• Problem details:
Extract the full set of records that follows, word for word.

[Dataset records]
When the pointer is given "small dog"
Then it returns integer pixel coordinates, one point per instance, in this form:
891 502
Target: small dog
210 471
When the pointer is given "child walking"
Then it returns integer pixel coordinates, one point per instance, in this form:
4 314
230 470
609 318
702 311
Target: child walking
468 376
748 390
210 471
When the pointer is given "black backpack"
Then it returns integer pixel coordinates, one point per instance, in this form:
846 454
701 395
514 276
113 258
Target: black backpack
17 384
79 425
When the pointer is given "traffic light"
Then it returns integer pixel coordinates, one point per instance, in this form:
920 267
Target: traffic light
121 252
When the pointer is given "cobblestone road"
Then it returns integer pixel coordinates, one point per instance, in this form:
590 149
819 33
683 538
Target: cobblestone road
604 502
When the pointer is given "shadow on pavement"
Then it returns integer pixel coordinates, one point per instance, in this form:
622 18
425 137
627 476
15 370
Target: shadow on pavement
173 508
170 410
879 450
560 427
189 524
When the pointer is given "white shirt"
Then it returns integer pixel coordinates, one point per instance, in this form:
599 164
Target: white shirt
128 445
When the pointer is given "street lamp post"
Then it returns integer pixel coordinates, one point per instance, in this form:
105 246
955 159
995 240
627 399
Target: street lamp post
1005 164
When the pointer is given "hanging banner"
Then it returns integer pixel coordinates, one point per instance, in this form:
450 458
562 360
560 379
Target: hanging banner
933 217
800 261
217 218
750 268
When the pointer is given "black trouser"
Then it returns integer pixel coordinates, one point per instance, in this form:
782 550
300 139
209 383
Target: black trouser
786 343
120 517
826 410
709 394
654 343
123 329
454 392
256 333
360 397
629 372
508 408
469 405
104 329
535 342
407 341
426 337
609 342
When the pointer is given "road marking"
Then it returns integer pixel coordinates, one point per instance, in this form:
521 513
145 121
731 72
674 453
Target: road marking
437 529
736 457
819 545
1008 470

• Full output:
When the pointer is given "small dog"
Then it returns integer pixel coordinates, one point per instance, in this form:
891 502
Target: small dog
210 471
When the pointer is given "child walking"
Then it returns integer pixel coordinates, one point per instance, in this form:
4 314
230 470
609 318
702 311
Target: child walking
468 376
748 390
210 471
When the pointer is given "black backpack"
Then it returns integer pixel coordinates, one point per instance, in this form:
846 454
701 395
514 276
113 258
Target: black backpack
17 384
79 425
When the pointer is given "traffic light"
Then it returns integer pixel coordinates, one point per instance, in this form:
920 267
Target: traffic light
121 252
When the pointer is given "cobblestone road"
Then it returns integer pixel coordinates, one point per instance, in this form:
590 149
819 33
683 538
Target: cobblestone road
604 502
When the pointer is given "shadow on pavement"
Then it returns integer pixel coordinates, one point per instance, in this form:
622 18
425 137
627 476
15 370
Target: shadow on pavement
173 508
170 410
879 450
560 427
189 524
When the pointer is given "white shirt"
Then it returns integer pixel coordinates, one point per instance, in this form:
599 164
Target: white shirt
128 445
When the pointer is given "street lamp post"
Then it returns integer pixel coordinates, one point per instance, in this form:
105 246
955 159
995 240
627 399
Target: street lamp post
1005 164
When the pointer is given "hanging banner"
Then it returns integer pixel coordinates, one point per instance, in this form:
450 458
562 360
560 379
Target: hanging banner
933 217
800 261
217 218
750 268
When the pointer is given "black trouser"
Then it returns integer pixel coordinates, one point per instance, in this form:
782 550
300 139
209 383
Target: black trouser
786 343
120 517
826 410
709 394
654 343
123 329
454 392
256 333
360 397
629 372
508 408
469 405
104 329
535 342
407 341
426 337
609 342
When the pointer is given "road marking"
Then it returns integer pixel coordinates, one point per instance, in this form:
521 513
145 121
731 72
674 453
Target: road marking
437 529
736 457
819 545
1008 470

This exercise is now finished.